:: TEXTE RETENU ::
Un "Grenelle des violences conjugales" commencera lundi prochain, 3 septembre,  à l’initiative de Marlène Schiappa, Secrétaire d'État auprès du Premier ministre, chargée de l'égalité entre les femmes et les hommes et de la lutte contre les discriminations. La psychanalyste Claude Halmos explique aujourd'hui qu'il s'agit d'une prise de conscience essentielle.

Article rédigé par franceinfo, Claude Halmos
Radio France
Publié
Temps de lecture : 3min
Une manifestation pour réclamer des mesures de lutte contre les féminicides, à Paris, le 6 juillet 2019. (SAMUEL BOIVIN / NURPHOTO / AFP)

Lundi prochain, 3 septembre, commencera, à l’initiative de Marlène Schiappa, chargée de l'égalité entre les femmes et les hommes et de la lutte contre les discriminations, un "Grenelle des violences conjugales", dont le but est d’accroître les moyens d’action par rapport aux meurtres des femmes par leurs partenaires, ou ex-partenaires.

:: TÂCHES À RÉALISER ::
A: Réécrivez le passage de l'article sur le Grenelle des violences conjugales qui commence aux mots "Article rédigé par" et s'arrête après "NURPHOTO / AFP)", en remplaçant "manifestation" par "mobilisation".
B: Rédigez la suite de l'article consacré au Grenelle des violences conjugales, à partir de sa dernière phrase.

:: ENREGISTREMENTS FOURNIS ::

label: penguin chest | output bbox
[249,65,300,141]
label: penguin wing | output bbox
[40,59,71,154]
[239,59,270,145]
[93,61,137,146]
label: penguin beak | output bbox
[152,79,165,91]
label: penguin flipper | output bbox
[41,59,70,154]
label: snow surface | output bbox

:: CORRIGÉ DE L'EXERCICE ::
A:
Article rédigé par franceinfo, Claude Halmos
Radio France
Publié
Temps de lecture : 3min
Une mobilisation pour réclamer des mesures de lutte contre les féminicides, à Paris, le 6 juillet 2019. (SAMUEL BOIVIN / NURPHOTO / AFP)

B:
De nombreuses questions vont être débattues, notamment la demande, de certaines associations, que puisse entrer dans le Code pénal, la notion de "féminicide".

franceinfo : Pensez-vous, Claude Halmos, qu’une initiative comme ce "Grenelle" puisse faire changer les choses ?

Claude Halmos : Je ne sais pas ce que ce Grenelle peut changer sur le terrain, mais il participe d’une prise de conscience qui est aujourd’hui essentielle.

Vous pouvez nous expliquer pourquoi ?

Des femmes sont tuées, tous les jours, dans le monde, parce qu’elles sont des femmes. C’est-à-dire dans des situations où des hommes ne seraient pas tués.
On les tue parce qu’elles n’ont pas respecté des règles qui réduisent, spécifiquement, leur liberté (et on baptise cela "crimes d’honneur"). Ou parce que leur dot est jugée insuffisante. Ou on les tue, par dizaines, comme au Mexique, après les avoir violées.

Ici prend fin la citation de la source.